Instructions to follow => Continue the discussion of the nutraceutical treatment for metabolic syndrome, starting after its final sentence.

Text passage =>
————————

In both groups, a slight reduction in body weight was observed and the magnitude of this reduction was comparable. This effect may be related to the diet. Nevertheless this slight weight loss in the placebo arm was not associated with an improvement in metabolic parameters, suggesting a beneficial effect of AP independent of weight loss. In addition, patients in the active arm also showed a trend to reduced waist circumference, which was not observed in the placebo arm. We can postulate that this reflects a better disposal of fat, with a relative reduction of visceral fat in the AP arm. The effect on waist circumference confirms previous results in animal models, in which treatment with BRB led to a significant reduction in abdominal fat[23
]. However, we also acknowledge that study design and duration did not aim at demonstrating effects on anthropometric parameters.
In conclusion, we demonstrated that a combination of BRB, RYR and policosanol exerts beneficial effects on all components of MetS, despite the short duration of the study and the low doses of the individual components; the clinical benefit seems pleiotropic, involving both markers of insulin-resistance, dyslipidemia, and endothelial function. The treatment was well tolerated with negligible side effects.
Management of MetS is nowadays based on lifestyle intervention and treatment of its individual components. Effective prevention is based on strategizing health policies and mass intervention programs; anyway, given its high prevalence and significance, an effective therapy to contrast the cluster of components of MetS and reduce risk at the patient level is increasingly felt as an urgent need; if our results are confirmed by larger studies with harder outcome measures, we believe that nutraceuticals may play an important role in such a scenario, given their strong rationale, pleiotropic action, efficacy, and tolerability. Upcoming research shall also focus on dose ranging, patient selection and association studies with other “pharmaceutical” molecules, i.e., statins, polyunsaturated fatty acids, and metformin, possibly in the context of large multicenter trials.

————————

Supplied records =>
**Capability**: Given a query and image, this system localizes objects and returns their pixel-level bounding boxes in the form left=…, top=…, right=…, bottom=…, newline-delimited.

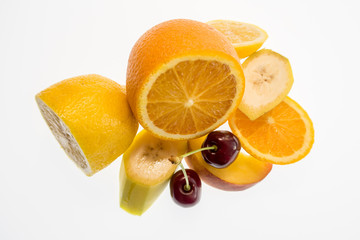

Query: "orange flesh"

————————

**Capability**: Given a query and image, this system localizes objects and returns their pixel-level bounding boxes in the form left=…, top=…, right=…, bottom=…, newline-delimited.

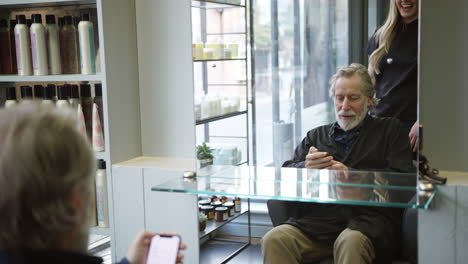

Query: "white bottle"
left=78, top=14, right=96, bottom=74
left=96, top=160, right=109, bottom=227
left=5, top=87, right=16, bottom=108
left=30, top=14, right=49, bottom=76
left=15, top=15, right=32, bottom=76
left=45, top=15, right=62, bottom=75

————————

Answer area =>
The results of this study should be interpreted in light of some limitations. This was a short-term study, while metabolic interventions may require longer periods to assess stable beneficial effects. On one hand, this could have led to an underestimation of the actual effects of chronic treatment; on the other hand, some long-term safety and tolerability questions, as well as efficacy on hard clinical endpoints, remain unanswered and need further investigation.
The improvement in the HOMA-IR index could have been influenced, at least in part, by the dietary intervention; however, patients in the placebo arm, who followed the same diet, experienced a slight worsening of the index. Another point is that, although this was a randomized study, fasting glucose levels were not well balanced between the 2 groups; since the groups appeared comparable regarding all other measures of insulin resistance, including the predefined primary endpoint, this inequality seems to be acceptable and justified by the wide phenotypic variability of MetS.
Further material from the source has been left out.